• _Consegna_: Nel testo scelto, quale sistema l'autore afferma che le piante non possiedono?

• _Testo scelto_:
==============================

“La mente delle piante. Introduzione alla psicologia vegetale” di Umberto Castiello

Prof. Umberto Castiello, Lei è autore del libro La mente delle piante. Introduzione alla psicologia vegetale edito dal Mulino: le piante hanno una qualche forma di cognizione?
La mente delle piante. Introduzione alla psicologia vegetale, Umberto CastielloI comportamenti delle piante descritti nel mio libro sono molto simili a quelli che si osservano negli animali. Se quei comportamenti ci convincono che gli animali posseggono processi mentali, perché dovremmo pensare che le piante non li posseggano? La domanda, piuttosto, è cosa produca i sorprendenti (e affascinanti) comportamenti delle piante che ho descritto in questo testo. Le piante non hanno un cervello o, meglio, non hanno un sistema nervoso centrale. Se i processi che chiamiamo cognitivi, o che assomigliano a quelli che chiamiamo processi cognitivi, dipendono, negli animali, dalla presenza di un sistema nervoso centrale, come è possibile osservarli nelle piante? Questa è la domanda cruciale alla quale si dovrà trovare una risposta. Non la troverete in questo libro. Il mio libro vi farà, però, capire perché quella domanda è ineludibile.

==============================

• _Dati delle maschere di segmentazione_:
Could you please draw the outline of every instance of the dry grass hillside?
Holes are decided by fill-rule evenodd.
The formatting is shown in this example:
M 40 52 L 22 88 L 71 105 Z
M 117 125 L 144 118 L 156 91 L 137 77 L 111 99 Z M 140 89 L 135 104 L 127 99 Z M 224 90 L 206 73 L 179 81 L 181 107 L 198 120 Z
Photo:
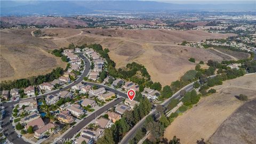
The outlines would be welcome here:
M 3 54 L 7 53 L 6 52 L 9 51 L 10 47 L 18 47 L 17 45 L 19 47 L 24 46 L 24 50 L 35 51 L 28 49 L 30 46 L 47 51 L 55 47 L 67 46 L 70 43 L 77 45 L 99 43 L 103 47 L 110 50 L 109 55 L 116 63 L 117 67 L 124 67 L 132 61 L 143 64 L 148 69 L 153 80 L 159 82 L 164 85 L 170 85 L 171 82 L 178 79 L 186 71 L 195 68 L 195 63 L 188 60 L 190 57 L 195 58 L 197 61 L 224 59 L 223 57 L 205 50 L 178 45 L 178 43 L 185 40 L 201 41 L 206 38 L 225 38 L 234 35 L 210 34 L 200 30 L 49 28 L 41 29 L 47 36 L 34 37 L 31 35 L 33 30 L 35 29 L 19 29 L 11 32 L 11 30 L 2 30 L 1 43 L 2 41 L 5 41 L 4 44 L 7 43 L 1 44 L 3 45 L 1 49 L 4 51 Z M 7 43 L 7 39 L 15 39 L 15 42 L 12 40 Z M 26 45 L 21 44 L 24 43 Z M 10 59 L 10 61 L 13 59 L 2 55 L 2 59 L 5 60 L 1 59 L 1 61 L 6 61 L 7 59 Z M 45 53 L 44 55 L 46 55 Z M 43 61 L 43 59 L 42 58 L 41 60 Z M 33 59 L 30 60 L 33 61 Z M 51 63 L 52 65 L 50 67 L 57 65 L 57 63 Z M 49 63 L 45 64 L 45 66 L 47 65 Z M 7 64 L 5 66 L 9 67 Z M 12 65 L 11 66 L 13 67 Z M 20 67 L 20 69 L 22 69 Z
M 1 81 L 45 74 L 58 67 L 66 67 L 66 63 L 48 53 L 57 48 L 55 44 L 33 37 L 32 30 L 1 30 Z
M 42 30 L 47 33 L 56 30 Z M 74 30 L 77 30 L 76 29 Z M 201 30 L 170 31 L 164 30 L 124 30 L 84 29 L 82 34 L 70 34 L 67 38 L 59 35 L 51 40 L 59 47 L 70 43 L 81 45 L 100 43 L 108 48 L 109 55 L 117 67 L 125 66 L 131 61 L 144 65 L 154 81 L 170 85 L 187 71 L 194 69 L 195 63 L 188 61 L 190 57 L 197 61 L 208 60 L 221 61 L 223 57 L 205 50 L 178 45 L 183 41 L 201 41 L 207 38 L 222 38 L 234 34 L 210 34 Z M 49 32 L 52 31 L 52 32 Z M 89 33 L 90 31 L 90 33 Z M 227 59 L 230 58 L 228 57 Z
M 256 99 L 240 107 L 209 140 L 212 144 L 256 143 Z
M 1 17 L 1 21 L 8 22 L 10 24 L 27 24 L 28 25 L 50 25 L 61 27 L 74 27 L 76 25 L 87 26 L 87 23 L 81 20 L 77 20 L 68 17 Z
M 170 140 L 176 135 L 181 139 L 181 143 L 195 143 L 197 140 L 201 140 L 202 138 L 207 141 L 228 118 L 230 119 L 228 119 L 228 122 L 234 119 L 239 122 L 251 121 L 245 119 L 250 117 L 245 115 L 240 115 L 239 117 L 236 118 L 229 117 L 244 103 L 244 102 L 236 98 L 235 95 L 243 94 L 247 95 L 249 99 L 256 98 L 255 81 L 256 74 L 253 74 L 225 81 L 223 85 L 213 87 L 217 90 L 217 93 L 201 99 L 197 106 L 175 119 L 166 128 L 164 137 Z M 255 117 L 253 118 L 255 119 Z M 251 124 L 251 122 L 250 124 L 240 122 L 234 122 L 232 125 L 228 124 L 228 122 L 225 122 L 222 124 L 222 128 L 218 130 L 217 134 L 214 134 L 210 142 L 220 139 L 218 141 L 220 142 L 213 143 L 253 143 L 231 142 L 234 141 L 230 141 L 230 143 L 225 142 L 229 141 L 231 138 L 240 138 L 242 135 L 239 134 L 242 133 L 247 138 L 255 138 L 255 133 L 245 130 L 247 129 L 246 127 Z M 254 123 L 254 127 L 255 126 Z M 233 129 L 228 129 L 228 127 L 233 127 Z M 234 129 L 237 132 L 231 131 Z M 222 138 L 226 139 L 222 140 Z

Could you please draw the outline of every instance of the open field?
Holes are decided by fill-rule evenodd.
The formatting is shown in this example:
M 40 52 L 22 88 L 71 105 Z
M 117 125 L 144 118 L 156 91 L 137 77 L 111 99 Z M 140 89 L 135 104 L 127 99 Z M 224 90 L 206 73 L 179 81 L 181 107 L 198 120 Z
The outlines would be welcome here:
M 227 81 L 222 85 L 214 86 L 213 89 L 216 89 L 217 92 L 201 99 L 197 106 L 178 116 L 167 127 L 164 137 L 170 140 L 176 135 L 181 139 L 181 143 L 195 143 L 196 140 L 201 140 L 202 138 L 207 141 L 221 124 L 244 103 L 235 95 L 244 94 L 247 95 L 249 99 L 256 98 L 255 81 L 256 74 L 253 74 Z M 236 126 L 246 127 L 247 126 L 245 123 L 239 123 Z M 239 127 L 236 129 L 239 129 Z M 244 129 L 241 131 L 246 132 Z M 230 134 L 231 137 L 236 137 L 236 134 L 239 133 L 233 133 L 234 135 L 231 135 L 231 133 L 228 132 L 226 133 Z M 251 138 L 254 134 L 250 132 L 244 134 Z
M 255 109 L 256 99 L 243 105 L 221 124 L 210 142 L 256 143 Z
M 215 47 L 214 49 L 223 53 L 236 57 L 238 59 L 246 59 L 249 58 L 250 57 L 250 54 L 246 52 L 233 51 L 221 47 Z
M 32 29 L 1 31 L 1 80 L 14 80 L 45 74 L 66 63 L 48 52 L 57 46 L 33 37 Z
M 42 29 L 41 30 L 44 34 L 51 35 L 47 36 L 47 38 L 50 37 L 50 39 L 44 39 L 45 37 L 41 37 L 41 38 L 32 37 L 31 33 L 35 30 L 35 29 L 3 30 L 1 33 L 4 34 L 1 36 L 3 39 L 8 39 L 9 35 L 11 35 L 14 37 L 13 38 L 20 42 L 16 44 L 16 42 L 12 41 L 13 44 L 9 42 L 8 46 L 6 46 L 6 44 L 3 45 L 1 46 L 3 48 L 1 49 L 4 49 L 5 47 L 6 51 L 9 47 L 18 47 L 15 45 L 20 45 L 21 42 L 27 42 L 28 45 L 23 47 L 27 47 L 27 49 L 31 51 L 31 49 L 28 49 L 29 46 L 30 47 L 40 48 L 47 52 L 55 48 L 67 47 L 71 43 L 77 45 L 99 43 L 104 48 L 110 50 L 109 56 L 116 63 L 117 68 L 124 67 L 132 61 L 137 62 L 146 66 L 154 81 L 159 82 L 163 85 L 170 85 L 171 82 L 178 79 L 186 71 L 195 68 L 196 64 L 188 60 L 190 57 L 195 58 L 197 61 L 203 60 L 205 62 L 210 59 L 218 61 L 224 59 L 205 50 L 178 45 L 177 43 L 181 43 L 185 40 L 199 42 L 206 38 L 225 38 L 234 35 L 230 34 L 211 34 L 201 30 L 75 29 L 60 28 Z M 22 38 L 21 36 L 22 36 Z M 30 41 L 31 39 L 33 41 Z M 1 39 L 1 42 L 2 41 Z M 33 53 L 34 52 L 33 52 Z M 45 55 L 44 57 L 41 57 L 41 61 L 44 61 L 43 57 L 49 57 Z M 7 55 L 4 54 L 3 56 L 3 58 L 7 59 Z M 10 57 L 9 59 L 12 58 Z M 33 59 L 30 59 L 33 60 Z M 52 68 L 53 66 L 57 65 L 56 62 L 50 62 L 53 61 L 52 59 L 47 60 L 49 61 L 45 65 L 42 65 L 44 68 L 39 69 L 38 71 L 42 71 L 42 69 L 45 69 L 49 63 L 52 65 L 49 66 L 49 67 Z M 26 64 L 28 67 L 31 67 L 31 62 L 28 65 L 28 63 Z M 7 64 L 5 65 L 8 67 Z M 12 65 L 11 66 L 13 67 Z M 38 68 L 33 70 L 37 69 Z M 20 67 L 20 69 L 22 70 L 22 67 Z M 32 75 L 29 74 L 29 76 Z
M 63 29 L 66 30 L 66 29 Z M 80 30 L 84 32 L 76 36 L 70 34 L 67 35 L 66 38 L 59 38 L 61 36 L 58 35 L 52 37 L 53 39 L 49 41 L 59 47 L 67 46 L 70 43 L 78 45 L 101 44 L 104 48 L 110 50 L 109 56 L 116 63 L 117 68 L 124 67 L 132 61 L 140 63 L 146 66 L 154 81 L 159 82 L 162 85 L 170 85 L 171 82 L 178 79 L 186 71 L 194 69 L 195 63 L 188 60 L 190 57 L 196 58 L 197 61 L 203 60 L 206 62 L 210 59 L 224 60 L 206 50 L 178 45 L 178 43 L 185 40 L 201 41 L 206 38 L 226 38 L 234 35 L 210 34 L 201 30 Z M 45 30 L 47 30 L 47 33 L 55 33 L 55 30 L 60 30 L 51 29 Z M 77 31 L 77 30 L 74 30 Z
M 87 23 L 81 20 L 68 17 L 1 17 L 1 21 L 11 25 L 27 24 L 28 25 L 50 26 L 55 25 L 61 27 L 75 27 L 76 25 L 87 26 Z

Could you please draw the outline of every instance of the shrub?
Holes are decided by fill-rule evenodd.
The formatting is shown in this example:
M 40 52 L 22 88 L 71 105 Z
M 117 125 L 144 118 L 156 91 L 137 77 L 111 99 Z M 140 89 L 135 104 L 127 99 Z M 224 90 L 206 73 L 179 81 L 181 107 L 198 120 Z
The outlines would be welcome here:
M 14 117 L 17 117 L 17 115 L 18 115 L 18 114 L 15 113 L 13 113 L 13 114 L 12 115 Z
M 24 130 L 21 130 L 21 131 L 20 132 L 20 133 L 22 134 L 25 134 L 27 133 L 27 132 Z
M 23 128 L 24 128 L 24 127 L 20 123 L 18 123 L 16 125 L 15 127 L 16 127 L 16 129 L 17 129 L 17 130 L 20 130 L 23 129 Z
M 211 90 L 208 91 L 208 93 L 214 93 L 216 92 L 216 90 L 213 89 L 211 89 Z
M 179 108 L 179 110 L 180 112 L 184 112 L 186 110 L 187 110 L 187 107 L 186 107 L 185 106 L 182 106 Z
M 172 113 L 170 116 L 170 117 L 174 118 L 174 117 L 177 117 L 178 115 L 179 114 L 175 112 L 175 113 Z
M 196 60 L 193 58 L 190 58 L 189 59 L 188 59 L 188 61 L 189 61 L 190 62 L 196 62 Z

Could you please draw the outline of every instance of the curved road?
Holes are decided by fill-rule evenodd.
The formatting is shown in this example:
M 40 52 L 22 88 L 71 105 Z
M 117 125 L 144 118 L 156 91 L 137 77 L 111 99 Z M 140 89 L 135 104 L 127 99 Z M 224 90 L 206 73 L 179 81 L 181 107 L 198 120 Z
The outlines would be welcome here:
M 90 62 L 88 60 L 88 59 L 87 59 L 85 58 L 85 57 L 84 57 L 82 54 L 82 53 L 79 53 L 79 55 L 84 60 L 84 62 L 85 65 L 85 69 L 84 69 L 84 73 L 76 80 L 76 81 L 67 85 L 67 86 L 62 88 L 61 90 L 58 90 L 49 93 L 37 96 L 36 97 L 37 99 L 41 99 L 43 97 L 46 96 L 48 94 L 57 94 L 59 93 L 60 91 L 64 91 L 71 88 L 71 86 L 78 84 L 79 83 L 80 83 L 83 80 L 84 77 L 86 76 L 90 71 Z M 18 134 L 15 132 L 15 130 L 13 129 L 12 129 L 12 124 L 11 123 L 10 123 L 10 118 L 12 116 L 12 110 L 13 108 L 13 105 L 18 103 L 18 102 L 19 101 L 14 101 L 14 102 L 4 103 L 3 104 L 4 106 L 5 107 L 5 116 L 3 119 L 3 132 L 4 133 L 7 135 L 6 137 L 8 139 L 8 140 L 10 141 L 13 142 L 13 143 L 19 143 L 19 144 L 29 143 L 29 142 L 25 141 L 23 139 L 18 138 L 17 137 Z
M 212 78 L 213 77 L 215 77 L 216 75 L 212 75 L 211 76 L 209 76 L 209 77 L 210 78 Z M 181 89 L 179 90 L 178 92 L 177 92 L 175 93 L 174 93 L 172 96 L 166 100 L 164 102 L 161 103 L 161 105 L 163 106 L 166 107 L 168 106 L 168 104 L 171 102 L 171 101 L 173 99 L 179 99 L 180 98 L 180 91 L 182 90 L 185 90 L 186 92 L 189 92 L 191 91 L 194 89 L 194 83 L 191 83 L 186 86 L 183 87 Z M 148 114 L 147 116 L 146 116 L 144 118 L 147 117 L 149 115 L 153 115 L 153 116 L 155 116 L 155 117 L 158 117 L 158 113 L 157 112 L 156 109 L 153 109 L 151 111 L 151 112 Z M 136 132 L 139 129 L 141 128 L 142 126 L 144 125 L 144 123 L 145 122 L 146 118 L 142 118 L 141 120 L 140 120 L 140 122 L 139 122 L 133 127 L 126 134 L 123 138 L 122 139 L 121 141 L 120 142 L 120 143 L 128 143 L 130 139 L 131 139 L 132 138 L 133 138 L 135 136 L 135 134 L 136 134 Z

==============================

• _Risposta scritta_: Un sistema nervoso centrale.